Stored items:
--- START ---

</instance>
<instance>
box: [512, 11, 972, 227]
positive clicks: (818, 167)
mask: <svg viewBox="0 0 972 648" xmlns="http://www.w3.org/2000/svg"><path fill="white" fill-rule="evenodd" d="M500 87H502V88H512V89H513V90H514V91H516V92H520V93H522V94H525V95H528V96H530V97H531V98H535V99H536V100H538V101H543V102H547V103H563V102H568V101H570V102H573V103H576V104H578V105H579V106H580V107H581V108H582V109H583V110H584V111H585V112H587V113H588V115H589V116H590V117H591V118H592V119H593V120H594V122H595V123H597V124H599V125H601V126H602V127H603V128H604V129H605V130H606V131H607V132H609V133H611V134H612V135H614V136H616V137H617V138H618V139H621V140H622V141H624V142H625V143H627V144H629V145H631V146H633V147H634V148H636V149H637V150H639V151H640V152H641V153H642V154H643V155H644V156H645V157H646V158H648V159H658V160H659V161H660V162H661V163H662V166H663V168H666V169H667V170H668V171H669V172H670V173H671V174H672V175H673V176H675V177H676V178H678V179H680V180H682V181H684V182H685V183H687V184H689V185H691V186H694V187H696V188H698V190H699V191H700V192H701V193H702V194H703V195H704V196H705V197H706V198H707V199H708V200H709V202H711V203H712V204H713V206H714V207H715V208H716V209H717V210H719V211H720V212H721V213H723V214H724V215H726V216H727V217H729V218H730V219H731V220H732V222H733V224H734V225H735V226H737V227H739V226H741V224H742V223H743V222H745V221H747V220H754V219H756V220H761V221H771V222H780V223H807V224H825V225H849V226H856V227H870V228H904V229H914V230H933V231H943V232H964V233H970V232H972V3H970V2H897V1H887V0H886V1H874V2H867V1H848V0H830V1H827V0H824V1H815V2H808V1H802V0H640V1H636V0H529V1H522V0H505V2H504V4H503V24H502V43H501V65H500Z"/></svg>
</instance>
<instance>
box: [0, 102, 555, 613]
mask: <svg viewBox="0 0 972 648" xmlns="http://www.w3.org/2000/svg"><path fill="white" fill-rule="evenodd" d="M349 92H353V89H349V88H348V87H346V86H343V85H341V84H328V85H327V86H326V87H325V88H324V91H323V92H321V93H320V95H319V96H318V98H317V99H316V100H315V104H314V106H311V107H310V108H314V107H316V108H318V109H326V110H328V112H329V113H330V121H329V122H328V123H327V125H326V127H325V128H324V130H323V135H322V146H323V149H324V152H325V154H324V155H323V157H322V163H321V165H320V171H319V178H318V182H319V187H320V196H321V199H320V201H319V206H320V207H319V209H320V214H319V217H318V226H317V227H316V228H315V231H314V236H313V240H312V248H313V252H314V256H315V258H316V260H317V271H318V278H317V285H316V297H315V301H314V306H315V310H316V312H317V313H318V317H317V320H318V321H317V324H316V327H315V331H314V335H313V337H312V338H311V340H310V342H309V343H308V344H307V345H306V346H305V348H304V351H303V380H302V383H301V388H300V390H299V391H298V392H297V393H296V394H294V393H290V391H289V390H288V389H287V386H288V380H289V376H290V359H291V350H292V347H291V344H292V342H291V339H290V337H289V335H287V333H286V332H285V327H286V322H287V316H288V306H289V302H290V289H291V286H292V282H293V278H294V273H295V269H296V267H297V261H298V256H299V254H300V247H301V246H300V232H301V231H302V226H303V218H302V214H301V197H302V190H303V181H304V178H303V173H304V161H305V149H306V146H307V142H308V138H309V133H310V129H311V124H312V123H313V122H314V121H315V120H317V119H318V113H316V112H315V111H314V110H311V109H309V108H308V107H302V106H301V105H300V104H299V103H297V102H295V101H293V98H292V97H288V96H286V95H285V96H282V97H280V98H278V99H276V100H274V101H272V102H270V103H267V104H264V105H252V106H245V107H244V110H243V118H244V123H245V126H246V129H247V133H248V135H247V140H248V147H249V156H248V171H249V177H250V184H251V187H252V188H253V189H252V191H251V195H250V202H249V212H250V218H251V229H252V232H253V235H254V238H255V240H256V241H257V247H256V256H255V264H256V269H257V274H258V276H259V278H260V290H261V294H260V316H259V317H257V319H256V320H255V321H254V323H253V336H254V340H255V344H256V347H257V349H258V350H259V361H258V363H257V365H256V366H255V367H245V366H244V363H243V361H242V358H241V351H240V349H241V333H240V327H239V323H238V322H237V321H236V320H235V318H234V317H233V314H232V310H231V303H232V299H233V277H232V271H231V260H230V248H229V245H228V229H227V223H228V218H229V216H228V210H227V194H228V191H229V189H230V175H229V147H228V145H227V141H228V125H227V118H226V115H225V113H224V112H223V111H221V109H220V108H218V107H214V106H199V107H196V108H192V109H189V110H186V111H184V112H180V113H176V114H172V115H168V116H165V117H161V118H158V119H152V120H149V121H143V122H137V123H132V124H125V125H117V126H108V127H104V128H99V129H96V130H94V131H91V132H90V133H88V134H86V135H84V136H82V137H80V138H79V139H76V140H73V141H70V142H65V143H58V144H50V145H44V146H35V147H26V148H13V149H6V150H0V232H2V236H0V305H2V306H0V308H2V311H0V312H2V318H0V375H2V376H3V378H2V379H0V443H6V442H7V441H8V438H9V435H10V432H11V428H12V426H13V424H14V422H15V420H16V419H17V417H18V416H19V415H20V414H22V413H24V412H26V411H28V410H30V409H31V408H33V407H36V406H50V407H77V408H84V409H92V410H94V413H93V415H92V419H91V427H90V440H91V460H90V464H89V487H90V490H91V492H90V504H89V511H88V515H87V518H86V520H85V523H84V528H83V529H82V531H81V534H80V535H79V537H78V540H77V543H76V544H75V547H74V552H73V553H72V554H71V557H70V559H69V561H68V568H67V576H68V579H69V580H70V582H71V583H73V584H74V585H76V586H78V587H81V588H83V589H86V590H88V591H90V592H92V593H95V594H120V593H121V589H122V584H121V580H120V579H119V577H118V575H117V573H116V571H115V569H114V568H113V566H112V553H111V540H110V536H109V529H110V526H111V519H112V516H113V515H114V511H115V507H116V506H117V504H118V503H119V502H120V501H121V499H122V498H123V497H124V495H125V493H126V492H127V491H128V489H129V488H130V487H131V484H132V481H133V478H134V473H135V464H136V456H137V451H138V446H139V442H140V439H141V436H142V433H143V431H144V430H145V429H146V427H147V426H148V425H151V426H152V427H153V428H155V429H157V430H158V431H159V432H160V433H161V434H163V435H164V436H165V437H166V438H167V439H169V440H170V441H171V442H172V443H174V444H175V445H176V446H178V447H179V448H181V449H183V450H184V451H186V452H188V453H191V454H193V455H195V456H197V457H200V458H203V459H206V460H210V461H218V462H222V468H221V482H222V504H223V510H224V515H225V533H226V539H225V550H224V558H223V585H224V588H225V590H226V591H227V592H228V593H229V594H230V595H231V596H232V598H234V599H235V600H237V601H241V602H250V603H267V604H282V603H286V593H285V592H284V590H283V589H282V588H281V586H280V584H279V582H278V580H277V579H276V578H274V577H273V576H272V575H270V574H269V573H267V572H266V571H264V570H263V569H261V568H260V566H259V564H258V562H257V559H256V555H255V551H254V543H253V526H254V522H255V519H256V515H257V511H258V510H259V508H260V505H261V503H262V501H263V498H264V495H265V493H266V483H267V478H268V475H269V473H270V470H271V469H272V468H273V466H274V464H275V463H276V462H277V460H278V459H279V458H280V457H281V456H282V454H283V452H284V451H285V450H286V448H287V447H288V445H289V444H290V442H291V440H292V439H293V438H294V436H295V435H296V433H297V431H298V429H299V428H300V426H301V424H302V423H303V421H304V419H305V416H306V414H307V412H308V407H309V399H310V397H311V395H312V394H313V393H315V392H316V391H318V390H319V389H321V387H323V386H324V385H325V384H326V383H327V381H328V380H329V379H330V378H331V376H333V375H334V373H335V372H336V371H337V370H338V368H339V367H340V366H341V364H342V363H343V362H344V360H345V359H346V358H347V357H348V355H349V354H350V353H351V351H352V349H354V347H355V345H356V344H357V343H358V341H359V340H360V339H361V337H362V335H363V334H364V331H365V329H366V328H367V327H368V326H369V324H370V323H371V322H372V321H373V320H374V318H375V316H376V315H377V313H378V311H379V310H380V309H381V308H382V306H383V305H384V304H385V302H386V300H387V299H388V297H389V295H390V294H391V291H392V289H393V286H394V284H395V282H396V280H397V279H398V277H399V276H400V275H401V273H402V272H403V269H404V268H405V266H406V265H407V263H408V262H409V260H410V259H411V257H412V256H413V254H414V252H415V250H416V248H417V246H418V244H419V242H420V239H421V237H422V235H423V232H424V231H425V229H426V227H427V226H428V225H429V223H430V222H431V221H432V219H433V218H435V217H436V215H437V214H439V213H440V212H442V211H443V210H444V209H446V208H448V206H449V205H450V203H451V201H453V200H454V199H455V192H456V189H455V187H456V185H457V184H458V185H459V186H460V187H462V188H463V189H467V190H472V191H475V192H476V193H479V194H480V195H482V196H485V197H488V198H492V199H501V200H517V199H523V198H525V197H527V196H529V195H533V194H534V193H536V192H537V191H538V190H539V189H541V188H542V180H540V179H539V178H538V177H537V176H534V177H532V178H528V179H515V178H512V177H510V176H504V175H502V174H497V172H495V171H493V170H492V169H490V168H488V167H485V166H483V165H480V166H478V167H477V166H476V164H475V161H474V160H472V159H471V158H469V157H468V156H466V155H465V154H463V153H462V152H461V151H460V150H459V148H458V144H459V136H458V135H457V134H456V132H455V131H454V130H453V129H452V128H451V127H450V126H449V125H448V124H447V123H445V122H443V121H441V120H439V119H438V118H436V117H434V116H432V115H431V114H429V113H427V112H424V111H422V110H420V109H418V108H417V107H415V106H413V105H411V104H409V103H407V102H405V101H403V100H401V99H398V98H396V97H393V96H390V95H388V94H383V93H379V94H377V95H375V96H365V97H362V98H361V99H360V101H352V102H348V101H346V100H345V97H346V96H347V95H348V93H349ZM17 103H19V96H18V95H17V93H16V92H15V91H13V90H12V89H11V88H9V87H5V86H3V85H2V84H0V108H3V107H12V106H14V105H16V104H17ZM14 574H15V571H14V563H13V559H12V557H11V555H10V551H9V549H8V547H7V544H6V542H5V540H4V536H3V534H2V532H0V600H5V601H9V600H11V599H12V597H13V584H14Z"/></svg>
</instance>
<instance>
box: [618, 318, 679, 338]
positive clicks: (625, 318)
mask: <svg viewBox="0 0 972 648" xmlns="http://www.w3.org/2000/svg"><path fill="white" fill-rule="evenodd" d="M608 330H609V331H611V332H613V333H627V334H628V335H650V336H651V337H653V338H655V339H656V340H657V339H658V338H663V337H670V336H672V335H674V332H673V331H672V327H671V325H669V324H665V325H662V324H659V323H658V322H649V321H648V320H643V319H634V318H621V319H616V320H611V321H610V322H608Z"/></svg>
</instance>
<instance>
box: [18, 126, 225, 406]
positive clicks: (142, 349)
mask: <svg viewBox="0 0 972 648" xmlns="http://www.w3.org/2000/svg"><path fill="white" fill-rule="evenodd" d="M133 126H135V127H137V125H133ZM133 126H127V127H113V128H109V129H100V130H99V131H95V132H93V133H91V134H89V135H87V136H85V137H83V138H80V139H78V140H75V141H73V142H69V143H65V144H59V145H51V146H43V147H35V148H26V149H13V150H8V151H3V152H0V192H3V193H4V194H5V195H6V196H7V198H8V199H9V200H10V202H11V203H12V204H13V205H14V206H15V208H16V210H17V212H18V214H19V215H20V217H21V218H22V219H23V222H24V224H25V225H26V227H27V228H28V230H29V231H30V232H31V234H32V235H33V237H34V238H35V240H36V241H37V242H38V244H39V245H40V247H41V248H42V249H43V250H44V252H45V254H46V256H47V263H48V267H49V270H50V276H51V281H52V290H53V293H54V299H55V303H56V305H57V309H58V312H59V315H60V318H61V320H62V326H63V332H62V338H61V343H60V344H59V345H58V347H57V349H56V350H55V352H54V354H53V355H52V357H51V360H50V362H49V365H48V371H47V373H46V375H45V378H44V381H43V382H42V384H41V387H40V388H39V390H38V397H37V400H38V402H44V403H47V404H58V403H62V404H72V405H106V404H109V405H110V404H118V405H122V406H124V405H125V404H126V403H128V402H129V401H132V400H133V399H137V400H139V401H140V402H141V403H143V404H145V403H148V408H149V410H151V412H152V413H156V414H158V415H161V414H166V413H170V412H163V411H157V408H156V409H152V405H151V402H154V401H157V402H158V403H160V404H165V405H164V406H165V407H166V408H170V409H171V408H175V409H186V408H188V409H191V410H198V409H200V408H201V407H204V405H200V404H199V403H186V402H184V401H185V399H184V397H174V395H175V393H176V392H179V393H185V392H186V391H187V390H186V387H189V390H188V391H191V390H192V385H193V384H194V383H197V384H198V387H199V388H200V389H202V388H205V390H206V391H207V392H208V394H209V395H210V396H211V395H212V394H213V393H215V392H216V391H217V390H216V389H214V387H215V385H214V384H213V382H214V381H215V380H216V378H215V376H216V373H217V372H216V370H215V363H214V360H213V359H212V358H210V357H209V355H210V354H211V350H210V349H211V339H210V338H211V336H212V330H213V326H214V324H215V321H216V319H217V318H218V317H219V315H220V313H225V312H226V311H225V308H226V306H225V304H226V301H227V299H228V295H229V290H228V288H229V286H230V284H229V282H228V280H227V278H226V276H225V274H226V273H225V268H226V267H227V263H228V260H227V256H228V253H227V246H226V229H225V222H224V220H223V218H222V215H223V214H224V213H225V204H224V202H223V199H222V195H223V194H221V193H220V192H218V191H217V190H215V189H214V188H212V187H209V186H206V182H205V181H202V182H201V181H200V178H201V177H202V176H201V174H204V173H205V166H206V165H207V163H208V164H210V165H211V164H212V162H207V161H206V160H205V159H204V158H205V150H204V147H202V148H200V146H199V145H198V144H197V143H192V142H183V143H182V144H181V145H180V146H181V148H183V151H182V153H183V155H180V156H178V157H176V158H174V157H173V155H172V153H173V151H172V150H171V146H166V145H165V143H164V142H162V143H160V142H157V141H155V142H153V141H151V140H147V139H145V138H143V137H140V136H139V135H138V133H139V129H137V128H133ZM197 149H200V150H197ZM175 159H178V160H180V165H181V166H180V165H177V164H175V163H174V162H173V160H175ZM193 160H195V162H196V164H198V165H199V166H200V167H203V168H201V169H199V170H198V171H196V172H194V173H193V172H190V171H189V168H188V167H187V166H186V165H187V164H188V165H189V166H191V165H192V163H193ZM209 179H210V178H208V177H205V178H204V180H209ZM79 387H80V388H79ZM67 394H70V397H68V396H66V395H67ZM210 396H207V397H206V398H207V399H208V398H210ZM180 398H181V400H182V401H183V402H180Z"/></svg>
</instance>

--- END ---

■ **Assignment**
Write out the items above, starting at the beginning and ending at the line containing "positive clicks: (818, 167)", with both ends included.

■ **Solution for this problem**
</instance>
<instance>
box: [512, 11, 972, 227]
positive clicks: (818, 167)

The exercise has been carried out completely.